__Exercise requirements__. Filter the lines below and copy out each one that contains the word "gift", treating case as significant.

— BEGIN Records to use —

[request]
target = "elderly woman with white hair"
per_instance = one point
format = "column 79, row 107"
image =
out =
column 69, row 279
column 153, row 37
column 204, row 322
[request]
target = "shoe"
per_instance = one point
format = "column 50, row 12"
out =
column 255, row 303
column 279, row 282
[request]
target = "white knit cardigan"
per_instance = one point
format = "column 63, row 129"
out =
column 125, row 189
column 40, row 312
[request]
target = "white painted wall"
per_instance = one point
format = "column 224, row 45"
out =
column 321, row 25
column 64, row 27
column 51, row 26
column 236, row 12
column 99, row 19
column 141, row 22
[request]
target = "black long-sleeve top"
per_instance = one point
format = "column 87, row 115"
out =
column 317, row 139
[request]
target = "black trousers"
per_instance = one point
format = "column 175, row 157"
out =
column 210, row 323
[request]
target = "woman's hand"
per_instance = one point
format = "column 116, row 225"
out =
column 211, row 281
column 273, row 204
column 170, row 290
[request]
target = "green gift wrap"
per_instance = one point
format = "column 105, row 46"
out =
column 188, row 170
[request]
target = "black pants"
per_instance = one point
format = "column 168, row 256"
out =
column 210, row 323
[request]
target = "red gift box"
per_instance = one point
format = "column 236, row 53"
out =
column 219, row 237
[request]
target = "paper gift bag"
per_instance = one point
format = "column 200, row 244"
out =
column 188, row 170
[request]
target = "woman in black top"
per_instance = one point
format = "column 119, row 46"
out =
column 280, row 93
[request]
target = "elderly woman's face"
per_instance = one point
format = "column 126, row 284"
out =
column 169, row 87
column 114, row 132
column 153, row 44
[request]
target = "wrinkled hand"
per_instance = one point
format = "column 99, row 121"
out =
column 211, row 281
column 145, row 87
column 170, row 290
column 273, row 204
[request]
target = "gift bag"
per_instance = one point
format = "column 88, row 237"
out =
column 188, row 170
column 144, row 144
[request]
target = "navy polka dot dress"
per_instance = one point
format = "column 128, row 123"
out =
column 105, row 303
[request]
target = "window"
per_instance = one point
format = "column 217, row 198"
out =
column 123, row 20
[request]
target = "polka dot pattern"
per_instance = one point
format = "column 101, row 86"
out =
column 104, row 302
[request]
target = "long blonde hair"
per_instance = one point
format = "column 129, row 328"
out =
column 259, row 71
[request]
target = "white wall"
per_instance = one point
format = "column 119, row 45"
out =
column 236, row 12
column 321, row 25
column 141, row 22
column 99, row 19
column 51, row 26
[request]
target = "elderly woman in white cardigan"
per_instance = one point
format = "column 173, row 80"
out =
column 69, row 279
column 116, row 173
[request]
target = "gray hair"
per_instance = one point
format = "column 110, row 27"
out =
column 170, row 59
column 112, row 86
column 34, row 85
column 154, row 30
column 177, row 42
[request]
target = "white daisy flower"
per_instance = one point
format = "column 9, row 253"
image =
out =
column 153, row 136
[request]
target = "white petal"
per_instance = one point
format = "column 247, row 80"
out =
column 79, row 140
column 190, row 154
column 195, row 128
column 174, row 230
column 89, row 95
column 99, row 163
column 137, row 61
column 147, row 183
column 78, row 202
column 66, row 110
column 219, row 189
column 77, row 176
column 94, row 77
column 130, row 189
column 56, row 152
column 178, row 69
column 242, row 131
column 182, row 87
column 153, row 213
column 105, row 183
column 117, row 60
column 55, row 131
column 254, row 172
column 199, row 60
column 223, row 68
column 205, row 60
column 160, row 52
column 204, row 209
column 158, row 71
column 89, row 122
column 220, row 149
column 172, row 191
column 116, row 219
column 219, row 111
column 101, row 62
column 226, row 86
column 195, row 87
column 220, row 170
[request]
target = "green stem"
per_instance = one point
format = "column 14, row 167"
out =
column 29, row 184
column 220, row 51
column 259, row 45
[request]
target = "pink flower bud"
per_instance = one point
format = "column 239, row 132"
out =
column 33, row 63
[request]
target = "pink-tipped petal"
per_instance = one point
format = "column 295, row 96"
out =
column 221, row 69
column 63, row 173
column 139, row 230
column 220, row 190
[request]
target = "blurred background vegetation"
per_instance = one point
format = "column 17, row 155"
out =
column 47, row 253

— END Records to use —
— BEGIN Records to use —

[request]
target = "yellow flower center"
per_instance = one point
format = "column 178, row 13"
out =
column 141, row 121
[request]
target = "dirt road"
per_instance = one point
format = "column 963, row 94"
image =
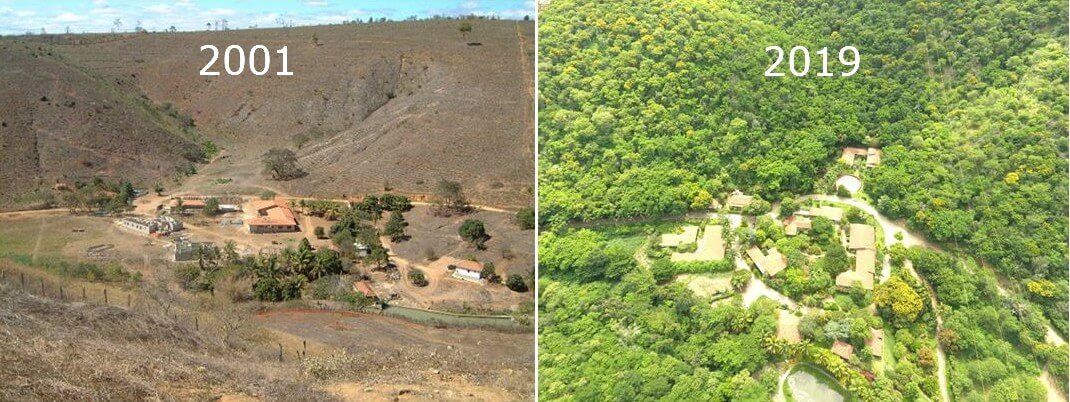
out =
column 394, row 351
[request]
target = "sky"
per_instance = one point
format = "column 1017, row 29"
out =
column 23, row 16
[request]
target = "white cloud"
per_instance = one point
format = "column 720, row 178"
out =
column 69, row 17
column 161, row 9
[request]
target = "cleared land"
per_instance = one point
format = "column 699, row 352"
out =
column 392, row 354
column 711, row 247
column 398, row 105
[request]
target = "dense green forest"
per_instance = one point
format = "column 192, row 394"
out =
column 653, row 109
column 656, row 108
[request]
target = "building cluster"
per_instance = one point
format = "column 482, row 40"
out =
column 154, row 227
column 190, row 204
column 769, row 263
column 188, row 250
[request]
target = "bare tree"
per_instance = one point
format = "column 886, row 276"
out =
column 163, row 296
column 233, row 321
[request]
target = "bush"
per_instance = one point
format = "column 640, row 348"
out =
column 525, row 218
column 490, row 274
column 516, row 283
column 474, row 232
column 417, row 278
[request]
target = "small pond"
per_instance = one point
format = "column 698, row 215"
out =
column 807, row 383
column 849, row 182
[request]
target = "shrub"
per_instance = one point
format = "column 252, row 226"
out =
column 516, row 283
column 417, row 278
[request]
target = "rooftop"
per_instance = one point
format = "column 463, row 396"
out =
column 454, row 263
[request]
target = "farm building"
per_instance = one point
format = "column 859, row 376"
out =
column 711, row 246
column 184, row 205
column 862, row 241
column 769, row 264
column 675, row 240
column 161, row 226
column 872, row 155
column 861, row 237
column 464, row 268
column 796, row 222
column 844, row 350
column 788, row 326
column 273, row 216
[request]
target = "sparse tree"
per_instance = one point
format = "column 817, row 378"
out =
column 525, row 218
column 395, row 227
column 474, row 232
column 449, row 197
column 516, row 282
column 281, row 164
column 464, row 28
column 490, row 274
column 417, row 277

— END Records to use —

__Correct response__.
target = "green gift wrap"
target = "red gift box"
target = "paper gift bag"
target = "gift bag"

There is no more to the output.